-- Data lines start --

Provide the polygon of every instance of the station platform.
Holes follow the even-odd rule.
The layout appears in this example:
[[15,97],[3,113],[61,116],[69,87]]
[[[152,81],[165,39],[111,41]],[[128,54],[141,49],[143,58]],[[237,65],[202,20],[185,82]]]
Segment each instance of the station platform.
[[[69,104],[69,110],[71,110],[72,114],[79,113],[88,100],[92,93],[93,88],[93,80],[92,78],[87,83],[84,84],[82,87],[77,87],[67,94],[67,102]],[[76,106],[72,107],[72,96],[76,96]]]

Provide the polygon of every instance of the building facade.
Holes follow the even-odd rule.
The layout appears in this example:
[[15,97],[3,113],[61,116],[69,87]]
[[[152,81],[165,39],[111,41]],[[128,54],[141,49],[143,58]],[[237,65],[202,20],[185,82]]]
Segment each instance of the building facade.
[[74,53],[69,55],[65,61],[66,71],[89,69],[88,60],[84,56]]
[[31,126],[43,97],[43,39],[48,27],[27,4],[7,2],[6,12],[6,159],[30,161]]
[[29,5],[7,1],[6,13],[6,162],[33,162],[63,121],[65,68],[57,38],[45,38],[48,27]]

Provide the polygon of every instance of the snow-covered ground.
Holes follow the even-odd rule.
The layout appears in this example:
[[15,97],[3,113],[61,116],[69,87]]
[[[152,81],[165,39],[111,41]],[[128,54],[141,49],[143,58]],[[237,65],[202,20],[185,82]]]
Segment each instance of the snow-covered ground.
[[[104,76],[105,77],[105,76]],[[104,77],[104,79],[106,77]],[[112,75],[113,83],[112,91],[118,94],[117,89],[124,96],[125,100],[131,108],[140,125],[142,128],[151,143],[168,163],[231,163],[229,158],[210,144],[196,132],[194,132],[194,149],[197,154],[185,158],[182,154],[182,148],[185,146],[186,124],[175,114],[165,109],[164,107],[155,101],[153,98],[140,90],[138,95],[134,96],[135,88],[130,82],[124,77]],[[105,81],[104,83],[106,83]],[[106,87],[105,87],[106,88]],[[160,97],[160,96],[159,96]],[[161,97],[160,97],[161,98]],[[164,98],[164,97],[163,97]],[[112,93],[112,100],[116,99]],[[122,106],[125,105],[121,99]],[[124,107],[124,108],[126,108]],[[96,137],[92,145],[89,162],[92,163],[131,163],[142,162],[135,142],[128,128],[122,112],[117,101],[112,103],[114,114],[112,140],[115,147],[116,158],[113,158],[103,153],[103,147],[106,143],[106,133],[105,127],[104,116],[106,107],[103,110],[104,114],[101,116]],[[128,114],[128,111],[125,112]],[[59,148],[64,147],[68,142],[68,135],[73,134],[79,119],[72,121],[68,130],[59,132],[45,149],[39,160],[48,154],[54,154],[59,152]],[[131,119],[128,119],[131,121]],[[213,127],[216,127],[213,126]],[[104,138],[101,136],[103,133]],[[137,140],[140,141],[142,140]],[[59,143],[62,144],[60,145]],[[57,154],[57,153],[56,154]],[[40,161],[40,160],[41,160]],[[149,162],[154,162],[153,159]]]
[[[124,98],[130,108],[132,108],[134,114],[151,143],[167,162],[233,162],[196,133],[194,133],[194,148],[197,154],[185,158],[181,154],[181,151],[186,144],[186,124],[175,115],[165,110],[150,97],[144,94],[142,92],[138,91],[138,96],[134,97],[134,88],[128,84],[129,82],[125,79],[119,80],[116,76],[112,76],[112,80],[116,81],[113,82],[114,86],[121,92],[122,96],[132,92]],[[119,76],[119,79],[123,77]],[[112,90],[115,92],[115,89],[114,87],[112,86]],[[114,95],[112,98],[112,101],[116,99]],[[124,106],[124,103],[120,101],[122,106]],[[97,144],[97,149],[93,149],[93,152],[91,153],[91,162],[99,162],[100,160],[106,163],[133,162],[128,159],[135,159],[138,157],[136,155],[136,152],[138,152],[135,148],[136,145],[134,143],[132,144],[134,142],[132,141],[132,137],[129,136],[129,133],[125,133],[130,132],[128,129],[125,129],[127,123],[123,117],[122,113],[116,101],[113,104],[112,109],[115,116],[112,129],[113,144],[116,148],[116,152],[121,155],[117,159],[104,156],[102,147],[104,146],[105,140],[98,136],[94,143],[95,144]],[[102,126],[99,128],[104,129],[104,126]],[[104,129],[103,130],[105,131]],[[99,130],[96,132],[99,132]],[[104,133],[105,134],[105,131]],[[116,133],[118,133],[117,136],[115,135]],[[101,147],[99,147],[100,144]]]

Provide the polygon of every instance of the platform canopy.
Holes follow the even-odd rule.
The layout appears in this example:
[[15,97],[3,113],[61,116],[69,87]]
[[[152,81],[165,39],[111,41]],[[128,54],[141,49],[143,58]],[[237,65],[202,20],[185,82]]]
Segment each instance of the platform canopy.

-- Data lines end --

▶ **Description of the task**
Output every one of these items again, word for word and line for line.

▶ **Written answer**
Provide the polygon of every instance of the station platform.
Holes follow the even-odd rule.
The layout appears in this example:
[[15,97],[3,113],[61,116],[69,87]]
[[[152,81],[165,39],[111,41]],[[128,54],[141,49],[143,58]],[[237,65],[202,20],[185,82]]]
Segment each instance of the station platform.
[[[69,104],[69,110],[71,110],[72,114],[79,113],[88,100],[92,93],[93,88],[93,80],[92,78],[87,83],[84,84],[82,87],[77,87],[67,94],[67,102]],[[76,106],[72,107],[72,96],[76,96]]]

Provide the polygon of every instance of the building facade.
Holes follow the even-odd rule.
The layout appears in this example:
[[15,97],[3,113],[61,116],[69,87]]
[[[152,81],[165,39],[111,41]],[[128,54],[141,49],[143,58]],[[237,65],[202,20],[185,82]]]
Segment each instance of the building facade.
[[74,53],[69,55],[65,61],[66,71],[89,69],[88,60],[84,56]]
[[31,126],[43,97],[43,39],[48,27],[27,4],[7,2],[6,12],[6,159],[30,161]]
[[29,5],[7,1],[6,13],[6,162],[33,162],[63,121],[65,68],[57,38],[45,38],[48,27]]

Provide the polygon of every instance of the snow-covered ground.
Holes follow the even-odd rule.
The layout appears in this example:
[[15,97],[3,113],[61,116],[69,87]]
[[[152,81],[165,39],[111,41]],[[128,54],[141,49],[143,58]],[[237,65],[202,20],[185,82]]]
Segment each instance of the snow-covered ground.
[[[104,76],[105,77],[105,76]],[[104,77],[104,79],[106,77]],[[112,75],[113,83],[112,91],[118,94],[117,89],[124,96],[125,100],[131,108],[140,125],[142,128],[151,143],[168,163],[231,163],[229,158],[210,144],[196,132],[194,132],[194,149],[197,154],[185,158],[182,154],[182,148],[185,146],[186,124],[175,114],[165,109],[164,107],[155,101],[153,98],[140,90],[138,95],[134,96],[135,88],[130,82],[124,77]],[[105,81],[104,83],[106,83]],[[106,87],[105,87],[106,88]],[[160,97],[160,96],[159,96]],[[161,97],[160,97],[161,98]],[[164,98],[164,97],[163,97]],[[112,93],[112,100],[116,99]],[[122,106],[125,105],[121,99]],[[124,107],[124,108],[126,108]],[[96,137],[92,145],[89,162],[92,163],[131,163],[142,162],[135,142],[128,128],[122,112],[117,101],[112,103],[114,114],[112,140],[115,147],[116,158],[113,158],[103,153],[103,147],[106,143],[106,133],[105,127],[104,116],[106,107],[103,110],[104,114],[101,116]],[[128,114],[128,111],[125,112]],[[59,148],[64,147],[68,142],[68,135],[73,134],[79,119],[72,121],[68,130],[59,132],[45,149],[39,160],[48,154],[54,154],[59,152]],[[131,119],[128,119],[131,121]],[[213,127],[216,127],[213,126]],[[104,138],[101,136],[103,133]],[[137,140],[140,141],[142,140]],[[59,143],[62,144],[60,145]],[[57,154],[57,153],[56,154]],[[40,161],[40,160],[41,160]],[[149,162],[154,162],[153,159]]]
[[[124,98],[130,108],[132,108],[134,114],[151,143],[167,162],[233,162],[196,133],[194,133],[194,148],[197,154],[185,158],[181,154],[181,151],[186,144],[186,124],[175,115],[165,110],[150,97],[144,94],[142,92],[138,91],[138,96],[134,97],[134,88],[128,84],[129,82],[125,79],[119,80],[116,76],[112,76],[112,80],[116,81],[113,82],[114,86],[121,92],[122,96],[132,92]],[[119,76],[119,79],[123,77]],[[112,90],[115,92],[115,89],[114,87],[112,86]],[[114,95],[112,98],[112,101],[116,99]],[[124,106],[124,103],[120,101],[122,106]],[[97,144],[97,149],[93,149],[93,152],[91,153],[91,162],[99,162],[100,160],[106,163],[133,162],[128,159],[135,159],[138,157],[136,155],[136,152],[138,152],[135,148],[136,145],[134,143],[132,144],[134,142],[132,141],[132,137],[129,136],[129,133],[125,133],[130,132],[128,129],[125,129],[127,123],[123,117],[122,113],[116,101],[113,104],[112,109],[115,116],[112,129],[113,144],[116,148],[116,152],[121,155],[117,159],[104,156],[102,147],[104,146],[105,140],[98,136],[94,143],[95,144]],[[102,126],[99,128],[104,129],[104,126]],[[104,129],[103,130],[105,131]],[[99,130],[96,132],[99,132]],[[104,133],[105,134],[105,131]],[[116,133],[118,133],[117,136],[115,135]],[[101,147],[99,147],[100,144]]]

Provide the polygon of every instance of the platform canopy.
Holes follow the even-odd rule.
The layout appears in this example:
[[15,97],[3,113],[61,116],[69,87]]
[[[152,81],[165,39],[111,41]],[[128,54],[141,49],[143,58]],[[237,65],[202,20],[185,82]]]
Segment each instance of the platform canopy.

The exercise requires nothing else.